Source:
----

Les éditeurs de code aujourd'hui

Nicolas a pré-publié un article intitulé « On the design of text editors » sur arXiv en 2020. Il y présente un thème qu'il a créé pour l'éditeur Emacs, et s'appuie sur cette expérimentation pour interroger les implicites de conception des éditeurs de texte et suggérer des pistes issues notamment du paradigme du livre.

Emacs est l'un des éditeurs historiques encore très utilisés aujourd'hui. Il est très extensible et personnalisable, sous réserve de savoir programmer en Lisp. C'est l'éditeur de prédilection de Nicolas, sur lequel il s'appuie pour son écriture mais également son agenda, ses mails, ses flux RSS…

Pour présenter Emacs et parler de son thème, Nicolas prend d'abord un exemple d'éditeur de texte moderne dont la conception est à l'opposé de ce que fait Emacs : Nova. Reprenant une capture d'écran des fonctionnalités de cet éditeur, il la transforme en un catalogue des défauts modernes des éditeurs de texte :

  • l'étroitesse de la zone dédiée à la saisie (35% de la fenêtre seulement) ;
  • la redondance des informations affichées ;
  • l'effet « sapin de Noël » d'une coloration syntaxique trop variée et trop utilisée ;
  • un long listing linéaire dans lequel on manque de repères ;
  • etc.

Au-delà de cet exemple, Nicolas rappelle que la majorité des éditeurs de code modernes (Atom, Sublime Text, VS Code, etc.) partagent ces défauts. Tous ont la même interface ou presque, dont beaucoup d'éléments – arborescence de fichiers, barres d'états, panneaux avec outils de développement – empiètent sur la zone de saisie. Lire et écrire du code reste la principale action qu'on cherche à effectuer dans un éditeur de code. C'est en ce sens que Nicolas a fabriqué son thème pour Emacs.

----

Consigne 1: Selon la source, en quelle année Nicolas a-t-il pré-publié son article sur arXiv ?
Consigne 2: Recopiez à l'identique le passage de la source qui va de « Les éditeurs de » jusqu'à « paradigme du livre. » inclus.
Les lignes qui suivent n'ont aucun lien avec la source.

----

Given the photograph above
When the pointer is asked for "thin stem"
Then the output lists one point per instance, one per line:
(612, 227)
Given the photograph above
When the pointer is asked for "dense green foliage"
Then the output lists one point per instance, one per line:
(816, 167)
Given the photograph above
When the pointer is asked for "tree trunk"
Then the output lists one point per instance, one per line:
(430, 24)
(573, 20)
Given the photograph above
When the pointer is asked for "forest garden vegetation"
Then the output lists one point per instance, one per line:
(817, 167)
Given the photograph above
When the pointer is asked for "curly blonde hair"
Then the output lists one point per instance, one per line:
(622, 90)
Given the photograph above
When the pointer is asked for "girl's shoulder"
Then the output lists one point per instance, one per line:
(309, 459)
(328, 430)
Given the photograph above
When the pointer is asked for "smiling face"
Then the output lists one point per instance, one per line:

----

Bonne réponse 1: En 2020.

Bonne réponse 2:
Les éditeurs de code aujourd'hui

Nicolas a pré-publié un article intitulé « On the design of text editors » sur arXiv en 2020. Il y présente un thème qu'il a créé pour l'éditeur Emacs, et s'appuie sur cette expérimentation pour interroger les implicites de conception des éditeurs de texte et suggérer des pistes issues notamment du paradigme du livre.